Les Tchèques au festival du jeu vidéo Meet and Build 2019 : une aventure multijoueur
Se rencontrer et construire, voilà comment on pourrait interpréter le crédo du festival du jeu vidéo « Meet and Build » qui se tenait le 23 novembre au Quai 10 à Charleroi en Belgique. Pour sa cinquième édition, le festival a mis en lumière l’industrie des jeux vidéo tchèques avec de nombreux invités des plus grands studios de développement.
Parmi les vingt conférences du festival « Meet and Build », six étaient tchèques cette année. Venus tout droit de Tchéquie, des développeurs et autres représentants de l’industrie du jeu vidéo se sont relayés dans les quatre salles du Quai 10 pour aborder des thèmes tels que l’approche historique à travers les jeux vidéo, l’art de la communication, le financement du secteur ou encore les techniques de design et de développement.
Une aubaine pour l’industrie tchèque qui trouve la plus grande partie de son public à l’étranger. Pour Pavel Barák, président de l’Association des développeurs de jeux tchèques à Prague, l’intérêt porté aux créations tchèques par les joueurs du monde entier ne l’étonne plus :« Pour moi, ce n’est pas si surprenant que ça. Tout cela fonctionne sur un marché global, les joueurs sont partout et souvent, ils ne distinguent pas beaucoup les jeux suivant leur pays d’origine. Pour nous, c’est une vraie aubaine car nous diffusons un message tchèque à travers le monde. Donc on peut considérer que ces titres tchèques, au regard de notre taille parmi les autres pays, s’en sortent plutôt bien. C’est le cas par exemple de Kingdom Come : Deliverance qui est en somme un jeu sur la Tchéquie du XVe siècle, et qui a été beaucoup relayé dans les médias tchèques et en tant qu’association, nous l’aidons aussi à s’intégrer dans le marché national. 3% des copies ont été vendues en République tchèque, ce qui, d’un côté semble peu mais qui, à l’échelle mondiale, où nous ne sommes qu’un pays de 10 millions d’habitants parmi les 8 milliards sur Terre, reste important. »
Un rayonnement européen et même mondial donc, qui explique ce focus régional. Jitka Pánek Jurková, directrice du Centre tchèque en Belgique est, avec le curateur Julien Annart, à l’initiative de la rencontre entre les deux pays et se dit fière que la Tchéquie soit si bien représentée. Elle revient sur les enjeux de cet événement :« La cible de ce festival était Charleroi qui a connu la crise après la faillite de l’industrie lourde, afin de repositionner la ville dans le secteur de l’informatique. Il y a un an, nous avons commencé à parler avec ce festival de la possibilité de présenter un panorama des jeux vidéo tchèques. Je suis vraiment très heureuse que l’on ait réussi à mettre sur pied un programme qui consiste en une exposition de dix jeux vidéo tchèques en présence d’intervenants qui viennent des studios tchèques les plus connus comme Beat Games, Amanita Design ou Bohemia Interactive, ainsi qu’un programme professionnel de rencontres entre des institutions tchèques et belges. »

▶ _Données recueillies_
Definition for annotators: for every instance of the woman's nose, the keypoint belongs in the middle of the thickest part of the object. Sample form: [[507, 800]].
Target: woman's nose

▶ _Énoncé du problème_
D'après l'article sur le festival Meet and Build, combien des vingt conférences étaient tchèques cette année ?

▶ _Résultat obtenu_
Six conférences étaient tchèques.